◆ **BACAAN**:
————————

Salah satu tantangan nyata di lapangan adalah bagaimana menyelaraskan kepentingan yang beragam antara pemerintah, sektor swasta yang berorientasi profit, dan masyarakat lokal yang ingin melestarikan budaya dan lingkungan mereka. Tesis ini secara implisit menekankan bahwa dialog dan partisipasi aktif dari semua pihak adalah kunci. Misalnya, sebelum proyek pembangunan resort besar dimulai, pemerintah dan investor swasta harus mengadakan konsultasi publik yang ekstensif dengan masyarakat adat untuk memahami kekhawatiran mereka dan mencari solusi yang saling menguntungkan.
Data menunjukkan bahwa sektor pariwisata di Indonesia memiliki kontribusi signifikan terhadap PDB. Pada tahun 2019 (sebelum pandemi), sektor pariwisata menyumbang sekitar 4,3% terhadap PDB Indonesia dan menciptakan jutaan lapangan kerja. Angka ini menegaskan betapa krusialnya investasi yang tepat dan pengelolaan yang efektif dalam pengembangan pariwisata. Dengan PPP, diharapkan investasi yang masuk tidak hanya dalam bentuk modal, tetapi juga transfer pengetahuan, teknologi, dan praktik manajemen yang baik.

————————

◆ **DAFTAR BARIS**:
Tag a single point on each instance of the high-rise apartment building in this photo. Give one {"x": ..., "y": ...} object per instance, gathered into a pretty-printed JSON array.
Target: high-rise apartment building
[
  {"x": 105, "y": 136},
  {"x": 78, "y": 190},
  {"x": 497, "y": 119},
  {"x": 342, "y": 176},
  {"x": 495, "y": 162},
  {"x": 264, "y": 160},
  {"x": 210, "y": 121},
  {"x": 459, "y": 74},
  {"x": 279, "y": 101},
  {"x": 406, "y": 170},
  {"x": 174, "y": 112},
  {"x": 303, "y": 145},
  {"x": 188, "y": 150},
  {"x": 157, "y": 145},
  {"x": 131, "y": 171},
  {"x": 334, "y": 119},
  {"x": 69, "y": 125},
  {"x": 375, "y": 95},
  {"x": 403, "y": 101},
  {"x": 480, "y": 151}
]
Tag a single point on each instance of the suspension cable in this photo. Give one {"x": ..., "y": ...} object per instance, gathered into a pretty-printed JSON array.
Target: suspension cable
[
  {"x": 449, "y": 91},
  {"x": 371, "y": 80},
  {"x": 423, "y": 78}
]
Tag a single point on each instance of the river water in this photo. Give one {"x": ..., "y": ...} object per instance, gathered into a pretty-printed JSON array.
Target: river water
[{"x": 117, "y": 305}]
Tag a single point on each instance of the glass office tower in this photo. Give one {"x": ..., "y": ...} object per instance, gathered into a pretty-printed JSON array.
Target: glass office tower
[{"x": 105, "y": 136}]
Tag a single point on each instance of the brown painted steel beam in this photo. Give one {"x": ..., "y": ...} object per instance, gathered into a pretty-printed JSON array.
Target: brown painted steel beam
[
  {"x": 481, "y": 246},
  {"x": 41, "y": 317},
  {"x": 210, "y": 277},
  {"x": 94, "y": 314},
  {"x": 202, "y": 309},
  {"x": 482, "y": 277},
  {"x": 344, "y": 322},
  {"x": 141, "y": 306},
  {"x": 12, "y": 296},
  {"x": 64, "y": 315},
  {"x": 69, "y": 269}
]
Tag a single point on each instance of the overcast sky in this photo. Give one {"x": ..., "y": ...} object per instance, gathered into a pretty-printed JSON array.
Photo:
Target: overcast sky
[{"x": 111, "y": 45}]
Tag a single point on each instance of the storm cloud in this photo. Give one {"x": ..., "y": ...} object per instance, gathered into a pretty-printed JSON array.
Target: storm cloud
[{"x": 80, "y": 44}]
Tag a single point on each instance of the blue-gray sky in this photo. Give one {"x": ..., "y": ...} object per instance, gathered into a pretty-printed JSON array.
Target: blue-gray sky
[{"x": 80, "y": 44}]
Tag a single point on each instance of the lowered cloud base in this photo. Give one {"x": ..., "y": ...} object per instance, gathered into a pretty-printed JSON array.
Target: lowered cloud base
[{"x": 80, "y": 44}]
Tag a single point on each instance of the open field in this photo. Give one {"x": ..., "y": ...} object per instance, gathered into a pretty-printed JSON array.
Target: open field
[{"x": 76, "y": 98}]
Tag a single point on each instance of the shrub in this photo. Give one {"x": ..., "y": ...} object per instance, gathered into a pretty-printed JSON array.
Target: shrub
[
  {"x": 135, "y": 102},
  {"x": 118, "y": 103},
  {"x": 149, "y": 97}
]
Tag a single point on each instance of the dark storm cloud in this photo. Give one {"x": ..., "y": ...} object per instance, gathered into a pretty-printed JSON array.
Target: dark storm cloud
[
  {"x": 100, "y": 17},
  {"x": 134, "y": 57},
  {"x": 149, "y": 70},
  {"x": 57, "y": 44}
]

————————

◆ **TUGAS ANDA**:
Jawablah pertanyaan berikut berdasarkan bacaan tentang pengembangan pariwisata di atas.
1. Apa yang harus diadakan pemerintah dan investor swasta dengan masyarakat adat sebelum proyek pembangunan resort besar dimulai?
2. Berapa persen sumbangan sektor pariwisata terhadap PDB Indonesia pada tahun 2019?
3. Selain modal, dalam bentuk apa saja investasi diharapkan masuk melalui PPP?

◆ **HASIL LATIHAN**:
1. Konsultasi publik yang ekstensif.
2. Sekitar 4,3%.
3. Transfer pengetahuan, teknologi, dan praktik manajemen yang baik.